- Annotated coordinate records
== == ==
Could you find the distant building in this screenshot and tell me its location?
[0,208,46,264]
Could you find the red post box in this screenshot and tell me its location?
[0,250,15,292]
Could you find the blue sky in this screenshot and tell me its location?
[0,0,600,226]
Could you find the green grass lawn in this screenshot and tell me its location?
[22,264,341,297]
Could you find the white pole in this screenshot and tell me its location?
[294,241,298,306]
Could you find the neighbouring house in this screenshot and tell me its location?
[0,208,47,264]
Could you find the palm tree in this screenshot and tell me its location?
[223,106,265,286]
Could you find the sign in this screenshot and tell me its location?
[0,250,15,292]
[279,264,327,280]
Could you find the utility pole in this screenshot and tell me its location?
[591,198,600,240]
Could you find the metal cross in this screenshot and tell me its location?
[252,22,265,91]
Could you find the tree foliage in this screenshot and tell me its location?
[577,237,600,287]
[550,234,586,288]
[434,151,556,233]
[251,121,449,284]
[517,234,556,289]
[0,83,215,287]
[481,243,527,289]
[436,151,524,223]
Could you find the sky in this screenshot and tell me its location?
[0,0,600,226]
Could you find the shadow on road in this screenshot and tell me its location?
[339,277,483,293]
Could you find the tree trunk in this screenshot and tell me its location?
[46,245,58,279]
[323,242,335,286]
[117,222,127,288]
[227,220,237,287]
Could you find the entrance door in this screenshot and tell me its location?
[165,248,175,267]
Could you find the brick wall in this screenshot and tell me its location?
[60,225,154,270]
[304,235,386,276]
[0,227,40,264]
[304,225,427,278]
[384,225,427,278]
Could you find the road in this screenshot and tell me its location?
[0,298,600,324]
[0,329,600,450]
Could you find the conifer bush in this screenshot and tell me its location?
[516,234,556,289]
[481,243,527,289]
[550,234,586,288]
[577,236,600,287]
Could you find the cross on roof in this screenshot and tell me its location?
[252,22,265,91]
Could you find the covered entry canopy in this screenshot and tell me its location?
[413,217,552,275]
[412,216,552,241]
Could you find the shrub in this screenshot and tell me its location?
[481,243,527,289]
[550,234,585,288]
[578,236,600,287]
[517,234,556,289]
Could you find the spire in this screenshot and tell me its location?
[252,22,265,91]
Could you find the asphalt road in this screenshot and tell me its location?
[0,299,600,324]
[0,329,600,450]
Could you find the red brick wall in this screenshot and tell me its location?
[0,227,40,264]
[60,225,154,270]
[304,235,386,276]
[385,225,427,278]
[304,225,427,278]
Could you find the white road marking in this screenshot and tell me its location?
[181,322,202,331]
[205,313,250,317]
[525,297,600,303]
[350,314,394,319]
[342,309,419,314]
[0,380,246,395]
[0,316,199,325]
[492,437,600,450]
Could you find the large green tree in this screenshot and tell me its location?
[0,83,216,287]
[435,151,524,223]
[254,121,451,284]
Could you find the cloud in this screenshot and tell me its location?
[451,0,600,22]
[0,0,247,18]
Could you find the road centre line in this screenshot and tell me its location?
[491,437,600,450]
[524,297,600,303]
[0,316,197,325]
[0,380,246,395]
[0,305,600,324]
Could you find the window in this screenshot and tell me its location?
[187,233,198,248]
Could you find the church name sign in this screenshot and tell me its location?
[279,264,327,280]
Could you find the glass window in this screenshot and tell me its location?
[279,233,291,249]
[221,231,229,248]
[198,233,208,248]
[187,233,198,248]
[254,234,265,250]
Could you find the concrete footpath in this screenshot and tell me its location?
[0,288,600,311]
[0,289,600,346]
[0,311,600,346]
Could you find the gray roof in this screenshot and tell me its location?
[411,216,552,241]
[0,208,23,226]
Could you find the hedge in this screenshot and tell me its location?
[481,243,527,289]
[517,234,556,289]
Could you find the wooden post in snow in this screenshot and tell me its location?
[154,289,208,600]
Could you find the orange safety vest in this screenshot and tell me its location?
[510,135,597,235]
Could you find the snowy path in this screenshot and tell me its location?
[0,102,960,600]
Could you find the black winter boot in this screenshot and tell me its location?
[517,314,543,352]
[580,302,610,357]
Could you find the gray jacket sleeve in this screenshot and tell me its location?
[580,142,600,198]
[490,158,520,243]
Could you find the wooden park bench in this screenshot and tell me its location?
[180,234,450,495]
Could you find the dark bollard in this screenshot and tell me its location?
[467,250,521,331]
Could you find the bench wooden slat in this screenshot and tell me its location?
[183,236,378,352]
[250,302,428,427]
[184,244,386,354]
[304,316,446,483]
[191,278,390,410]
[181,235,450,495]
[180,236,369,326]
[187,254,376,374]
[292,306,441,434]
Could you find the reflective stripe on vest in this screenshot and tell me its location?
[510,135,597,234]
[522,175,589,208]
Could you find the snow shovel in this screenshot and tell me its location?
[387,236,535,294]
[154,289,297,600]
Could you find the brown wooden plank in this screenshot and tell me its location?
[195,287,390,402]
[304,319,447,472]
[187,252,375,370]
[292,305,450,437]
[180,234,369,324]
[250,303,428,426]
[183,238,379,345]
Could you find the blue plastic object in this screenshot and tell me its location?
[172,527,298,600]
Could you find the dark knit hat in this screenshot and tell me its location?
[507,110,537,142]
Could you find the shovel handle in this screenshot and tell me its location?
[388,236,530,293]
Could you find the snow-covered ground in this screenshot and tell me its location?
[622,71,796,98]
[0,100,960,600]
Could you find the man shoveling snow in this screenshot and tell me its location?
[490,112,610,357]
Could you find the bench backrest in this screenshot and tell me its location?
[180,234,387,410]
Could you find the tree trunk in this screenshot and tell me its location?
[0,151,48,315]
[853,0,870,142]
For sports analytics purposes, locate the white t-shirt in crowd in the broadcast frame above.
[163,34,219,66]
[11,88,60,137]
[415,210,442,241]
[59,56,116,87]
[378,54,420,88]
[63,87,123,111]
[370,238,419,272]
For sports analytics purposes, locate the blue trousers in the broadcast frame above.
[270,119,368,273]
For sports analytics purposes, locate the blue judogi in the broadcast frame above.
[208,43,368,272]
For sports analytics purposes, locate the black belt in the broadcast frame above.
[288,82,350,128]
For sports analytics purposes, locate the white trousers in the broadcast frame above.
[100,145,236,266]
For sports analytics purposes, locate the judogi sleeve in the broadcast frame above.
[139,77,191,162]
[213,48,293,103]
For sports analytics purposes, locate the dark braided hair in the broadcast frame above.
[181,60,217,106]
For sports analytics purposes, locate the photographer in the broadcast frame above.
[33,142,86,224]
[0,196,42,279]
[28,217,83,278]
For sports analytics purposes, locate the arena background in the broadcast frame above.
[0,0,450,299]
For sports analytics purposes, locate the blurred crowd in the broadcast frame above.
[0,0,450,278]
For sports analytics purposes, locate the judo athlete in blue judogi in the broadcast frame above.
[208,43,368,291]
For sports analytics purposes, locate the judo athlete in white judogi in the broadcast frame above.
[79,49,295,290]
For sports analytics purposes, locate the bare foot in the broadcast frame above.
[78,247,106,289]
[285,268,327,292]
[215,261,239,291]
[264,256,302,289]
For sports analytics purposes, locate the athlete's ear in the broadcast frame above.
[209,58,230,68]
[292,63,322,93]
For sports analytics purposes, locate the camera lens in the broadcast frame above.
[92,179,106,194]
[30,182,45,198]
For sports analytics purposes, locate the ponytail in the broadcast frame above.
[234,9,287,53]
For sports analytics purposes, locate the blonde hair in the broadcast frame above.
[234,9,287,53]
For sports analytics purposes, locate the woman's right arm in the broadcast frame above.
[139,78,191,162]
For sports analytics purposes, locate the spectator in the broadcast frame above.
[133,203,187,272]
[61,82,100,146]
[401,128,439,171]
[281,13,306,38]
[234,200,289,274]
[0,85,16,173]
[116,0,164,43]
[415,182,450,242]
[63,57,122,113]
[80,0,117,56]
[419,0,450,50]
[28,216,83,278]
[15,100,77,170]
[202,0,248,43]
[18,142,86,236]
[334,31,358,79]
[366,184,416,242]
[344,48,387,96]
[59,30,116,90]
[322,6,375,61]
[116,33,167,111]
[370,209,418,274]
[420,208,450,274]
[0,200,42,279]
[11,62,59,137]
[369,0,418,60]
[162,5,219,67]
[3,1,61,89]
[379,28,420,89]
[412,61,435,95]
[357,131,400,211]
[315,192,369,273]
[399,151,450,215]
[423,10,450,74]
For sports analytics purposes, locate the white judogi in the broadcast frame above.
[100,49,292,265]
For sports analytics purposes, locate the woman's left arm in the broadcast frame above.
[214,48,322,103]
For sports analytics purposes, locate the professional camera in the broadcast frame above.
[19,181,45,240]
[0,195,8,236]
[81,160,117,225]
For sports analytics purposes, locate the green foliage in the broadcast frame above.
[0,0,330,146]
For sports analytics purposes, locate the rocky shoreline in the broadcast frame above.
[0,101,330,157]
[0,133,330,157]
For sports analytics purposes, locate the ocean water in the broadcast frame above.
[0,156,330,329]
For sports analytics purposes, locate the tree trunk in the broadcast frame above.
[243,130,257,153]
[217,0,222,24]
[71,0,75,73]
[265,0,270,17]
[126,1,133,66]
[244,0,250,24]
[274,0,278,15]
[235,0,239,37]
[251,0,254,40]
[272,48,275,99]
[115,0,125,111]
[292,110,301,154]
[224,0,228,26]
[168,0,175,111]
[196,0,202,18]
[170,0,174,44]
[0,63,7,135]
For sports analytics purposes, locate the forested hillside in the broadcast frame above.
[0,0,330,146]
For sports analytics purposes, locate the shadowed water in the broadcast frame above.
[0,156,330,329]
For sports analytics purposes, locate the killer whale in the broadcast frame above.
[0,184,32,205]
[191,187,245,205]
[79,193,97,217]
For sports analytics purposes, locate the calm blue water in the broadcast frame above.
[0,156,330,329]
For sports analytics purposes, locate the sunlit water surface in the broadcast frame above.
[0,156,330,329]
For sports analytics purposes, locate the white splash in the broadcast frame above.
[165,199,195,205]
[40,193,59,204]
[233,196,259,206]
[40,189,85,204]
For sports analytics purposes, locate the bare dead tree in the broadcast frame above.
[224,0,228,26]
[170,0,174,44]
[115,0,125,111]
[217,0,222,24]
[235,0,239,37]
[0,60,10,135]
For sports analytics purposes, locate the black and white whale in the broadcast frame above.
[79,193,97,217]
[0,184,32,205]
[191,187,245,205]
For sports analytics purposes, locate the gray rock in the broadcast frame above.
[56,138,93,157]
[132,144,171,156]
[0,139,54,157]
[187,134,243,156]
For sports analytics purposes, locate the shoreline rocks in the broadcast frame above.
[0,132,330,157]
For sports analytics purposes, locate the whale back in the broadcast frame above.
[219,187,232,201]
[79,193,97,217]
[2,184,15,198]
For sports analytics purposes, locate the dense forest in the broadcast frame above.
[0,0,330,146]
== == ==
- Aim of the exercise
Copy out verbatim the stretch of the material from the line containing "Could you find the gray roof" through the line containing "[154,289,208,600]", including both of those lines.

- The completed task
Could you find the gray roof in this screenshot and tell me its location?
[411,216,552,241]
[0,208,23,226]
Could you find the hedge in this screenshot and tell me its location?
[481,243,527,289]
[517,234,556,289]
Could you find the wooden post in snow in this screenshot and tell me its location?
[154,289,208,600]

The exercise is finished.